_TASK REQUIREMENTS_
Starting at the line that contains "Objective — one point per instance of the tan", copy each line through the final one exactly as written.

================================

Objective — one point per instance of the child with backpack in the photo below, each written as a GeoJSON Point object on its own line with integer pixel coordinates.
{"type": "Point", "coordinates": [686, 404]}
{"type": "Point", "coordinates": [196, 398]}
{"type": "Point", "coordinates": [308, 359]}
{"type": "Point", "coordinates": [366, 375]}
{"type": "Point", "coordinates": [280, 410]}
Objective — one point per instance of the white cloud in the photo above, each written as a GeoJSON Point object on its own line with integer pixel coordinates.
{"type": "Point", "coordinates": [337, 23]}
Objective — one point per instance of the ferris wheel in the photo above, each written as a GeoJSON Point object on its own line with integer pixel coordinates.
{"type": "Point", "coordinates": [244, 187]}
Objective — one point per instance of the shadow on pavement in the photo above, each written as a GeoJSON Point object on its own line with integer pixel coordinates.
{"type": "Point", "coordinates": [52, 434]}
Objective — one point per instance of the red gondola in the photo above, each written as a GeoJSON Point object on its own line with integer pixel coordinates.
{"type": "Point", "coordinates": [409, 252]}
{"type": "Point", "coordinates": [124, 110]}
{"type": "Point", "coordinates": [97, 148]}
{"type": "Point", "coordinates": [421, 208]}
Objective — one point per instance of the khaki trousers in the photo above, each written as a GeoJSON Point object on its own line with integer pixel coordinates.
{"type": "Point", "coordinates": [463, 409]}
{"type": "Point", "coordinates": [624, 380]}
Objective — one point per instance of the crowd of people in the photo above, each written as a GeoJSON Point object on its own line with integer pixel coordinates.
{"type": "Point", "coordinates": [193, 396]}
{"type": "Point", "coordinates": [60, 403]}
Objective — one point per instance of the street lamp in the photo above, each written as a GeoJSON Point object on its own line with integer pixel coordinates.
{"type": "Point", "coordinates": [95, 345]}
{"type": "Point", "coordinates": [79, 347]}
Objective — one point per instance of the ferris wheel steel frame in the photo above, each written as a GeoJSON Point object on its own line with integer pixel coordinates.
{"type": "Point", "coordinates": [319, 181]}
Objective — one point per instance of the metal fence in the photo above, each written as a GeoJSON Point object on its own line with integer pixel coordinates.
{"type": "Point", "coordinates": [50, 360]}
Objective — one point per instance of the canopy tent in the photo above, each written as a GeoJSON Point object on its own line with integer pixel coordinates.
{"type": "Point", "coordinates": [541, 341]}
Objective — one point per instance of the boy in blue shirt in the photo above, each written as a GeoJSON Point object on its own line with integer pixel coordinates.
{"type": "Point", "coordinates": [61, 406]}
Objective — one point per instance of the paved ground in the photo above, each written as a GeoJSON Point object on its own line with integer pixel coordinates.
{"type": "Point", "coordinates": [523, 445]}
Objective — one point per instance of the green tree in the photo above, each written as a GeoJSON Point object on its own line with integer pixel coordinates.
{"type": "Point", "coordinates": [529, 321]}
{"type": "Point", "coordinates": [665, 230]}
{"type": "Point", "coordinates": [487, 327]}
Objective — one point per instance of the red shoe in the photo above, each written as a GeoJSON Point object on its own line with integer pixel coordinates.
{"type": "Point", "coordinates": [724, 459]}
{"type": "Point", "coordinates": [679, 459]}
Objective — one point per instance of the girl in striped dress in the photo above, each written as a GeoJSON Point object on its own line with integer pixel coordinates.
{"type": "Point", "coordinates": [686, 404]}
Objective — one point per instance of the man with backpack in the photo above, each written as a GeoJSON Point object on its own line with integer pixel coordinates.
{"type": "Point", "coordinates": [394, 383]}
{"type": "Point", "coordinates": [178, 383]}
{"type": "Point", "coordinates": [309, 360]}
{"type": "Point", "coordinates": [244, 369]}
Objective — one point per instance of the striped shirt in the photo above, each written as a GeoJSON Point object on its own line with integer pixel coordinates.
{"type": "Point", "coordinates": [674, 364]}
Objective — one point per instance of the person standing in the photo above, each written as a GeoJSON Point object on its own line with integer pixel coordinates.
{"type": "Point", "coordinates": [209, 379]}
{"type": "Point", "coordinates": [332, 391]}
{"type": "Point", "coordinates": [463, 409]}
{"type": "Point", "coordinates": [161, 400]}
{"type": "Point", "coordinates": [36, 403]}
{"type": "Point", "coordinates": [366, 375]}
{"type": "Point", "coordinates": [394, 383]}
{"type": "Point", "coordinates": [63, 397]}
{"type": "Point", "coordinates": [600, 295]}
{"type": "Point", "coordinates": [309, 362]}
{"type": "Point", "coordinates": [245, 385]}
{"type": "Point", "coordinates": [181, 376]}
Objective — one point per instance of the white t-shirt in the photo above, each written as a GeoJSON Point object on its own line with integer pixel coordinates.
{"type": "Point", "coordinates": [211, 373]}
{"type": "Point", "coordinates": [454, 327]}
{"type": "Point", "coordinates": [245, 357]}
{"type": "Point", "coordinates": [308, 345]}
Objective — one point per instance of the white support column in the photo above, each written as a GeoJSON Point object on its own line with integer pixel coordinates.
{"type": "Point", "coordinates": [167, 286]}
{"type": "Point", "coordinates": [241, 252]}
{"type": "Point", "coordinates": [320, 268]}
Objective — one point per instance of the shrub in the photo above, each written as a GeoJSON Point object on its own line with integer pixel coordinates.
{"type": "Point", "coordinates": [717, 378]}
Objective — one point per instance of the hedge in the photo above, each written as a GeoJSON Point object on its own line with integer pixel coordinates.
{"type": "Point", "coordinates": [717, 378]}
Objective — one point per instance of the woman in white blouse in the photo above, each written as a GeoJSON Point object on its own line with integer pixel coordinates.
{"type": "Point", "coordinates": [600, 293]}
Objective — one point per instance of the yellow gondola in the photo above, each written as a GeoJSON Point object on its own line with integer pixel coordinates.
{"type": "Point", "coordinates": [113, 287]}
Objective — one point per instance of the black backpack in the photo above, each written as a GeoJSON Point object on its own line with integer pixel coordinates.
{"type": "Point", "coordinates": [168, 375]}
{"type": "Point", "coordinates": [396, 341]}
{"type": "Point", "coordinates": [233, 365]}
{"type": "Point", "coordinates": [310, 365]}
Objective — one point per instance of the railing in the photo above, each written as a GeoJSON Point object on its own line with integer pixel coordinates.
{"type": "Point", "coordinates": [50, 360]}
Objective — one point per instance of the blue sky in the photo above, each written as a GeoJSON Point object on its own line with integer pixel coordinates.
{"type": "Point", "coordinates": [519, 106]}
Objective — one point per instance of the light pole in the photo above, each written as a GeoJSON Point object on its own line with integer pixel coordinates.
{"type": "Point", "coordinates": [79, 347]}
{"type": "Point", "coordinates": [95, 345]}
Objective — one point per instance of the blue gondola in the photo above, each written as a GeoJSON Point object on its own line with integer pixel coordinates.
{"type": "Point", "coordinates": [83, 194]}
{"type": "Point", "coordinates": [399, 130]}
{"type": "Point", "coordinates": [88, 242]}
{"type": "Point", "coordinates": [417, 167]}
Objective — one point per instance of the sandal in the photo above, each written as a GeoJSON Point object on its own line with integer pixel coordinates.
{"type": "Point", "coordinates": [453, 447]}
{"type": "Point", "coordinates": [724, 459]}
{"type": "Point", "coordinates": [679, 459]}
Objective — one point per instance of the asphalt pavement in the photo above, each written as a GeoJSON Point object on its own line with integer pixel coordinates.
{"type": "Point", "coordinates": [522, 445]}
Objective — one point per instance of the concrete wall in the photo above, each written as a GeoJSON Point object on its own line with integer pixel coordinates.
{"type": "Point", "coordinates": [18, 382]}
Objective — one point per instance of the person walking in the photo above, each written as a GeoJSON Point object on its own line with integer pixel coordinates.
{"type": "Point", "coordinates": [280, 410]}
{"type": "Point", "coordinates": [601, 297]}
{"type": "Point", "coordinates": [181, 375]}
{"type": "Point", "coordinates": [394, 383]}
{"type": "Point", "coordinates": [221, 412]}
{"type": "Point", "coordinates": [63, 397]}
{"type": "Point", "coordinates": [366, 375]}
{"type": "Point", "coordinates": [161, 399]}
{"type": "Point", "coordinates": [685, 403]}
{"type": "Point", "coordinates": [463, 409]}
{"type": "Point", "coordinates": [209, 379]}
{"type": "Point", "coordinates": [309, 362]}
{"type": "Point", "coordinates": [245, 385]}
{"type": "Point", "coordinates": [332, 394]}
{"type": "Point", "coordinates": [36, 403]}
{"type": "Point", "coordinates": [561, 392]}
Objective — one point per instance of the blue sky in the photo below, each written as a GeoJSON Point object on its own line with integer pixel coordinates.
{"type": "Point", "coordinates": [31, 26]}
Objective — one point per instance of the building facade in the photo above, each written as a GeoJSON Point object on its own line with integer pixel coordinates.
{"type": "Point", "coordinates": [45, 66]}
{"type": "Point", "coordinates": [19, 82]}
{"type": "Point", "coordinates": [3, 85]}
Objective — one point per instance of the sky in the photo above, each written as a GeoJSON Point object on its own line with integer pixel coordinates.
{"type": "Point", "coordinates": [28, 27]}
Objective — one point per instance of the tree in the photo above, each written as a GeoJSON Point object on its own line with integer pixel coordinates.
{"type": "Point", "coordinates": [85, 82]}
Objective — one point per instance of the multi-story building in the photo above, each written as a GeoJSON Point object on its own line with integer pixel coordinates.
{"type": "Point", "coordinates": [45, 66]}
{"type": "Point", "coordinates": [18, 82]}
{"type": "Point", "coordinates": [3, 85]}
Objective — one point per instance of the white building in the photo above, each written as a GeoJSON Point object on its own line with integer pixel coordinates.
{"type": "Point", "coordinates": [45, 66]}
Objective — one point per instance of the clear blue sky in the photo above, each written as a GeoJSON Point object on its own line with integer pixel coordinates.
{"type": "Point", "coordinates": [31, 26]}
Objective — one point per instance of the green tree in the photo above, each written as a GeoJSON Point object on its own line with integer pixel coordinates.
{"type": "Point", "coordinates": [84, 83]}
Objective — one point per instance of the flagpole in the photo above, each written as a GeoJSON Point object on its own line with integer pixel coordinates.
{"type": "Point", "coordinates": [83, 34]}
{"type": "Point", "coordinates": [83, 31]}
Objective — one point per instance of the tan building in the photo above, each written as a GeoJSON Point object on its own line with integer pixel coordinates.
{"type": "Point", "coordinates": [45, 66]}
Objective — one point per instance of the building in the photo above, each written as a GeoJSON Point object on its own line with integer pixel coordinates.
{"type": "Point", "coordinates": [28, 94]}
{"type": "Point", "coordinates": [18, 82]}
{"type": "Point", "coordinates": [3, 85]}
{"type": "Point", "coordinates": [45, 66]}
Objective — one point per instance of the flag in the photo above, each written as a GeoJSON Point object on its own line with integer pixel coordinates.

================================

_COMPLETED TASK_
Objective — one point per instance of the tan building in the photo above, each written as a GeoJSON Point object on its own line with integer pixel coordinates.
{"type": "Point", "coordinates": [45, 66]}
Objective — one point per instance of the building in the photo above, each written as a GeoJSON Point object on its own line with integer pixel coordinates.
{"type": "Point", "coordinates": [28, 94]}
{"type": "Point", "coordinates": [18, 82]}
{"type": "Point", "coordinates": [3, 85]}
{"type": "Point", "coordinates": [45, 66]}
Objective — one point per instance of the flag in the photo above, each written as a GeoJSON Point object on its own line with integer pixel coordinates.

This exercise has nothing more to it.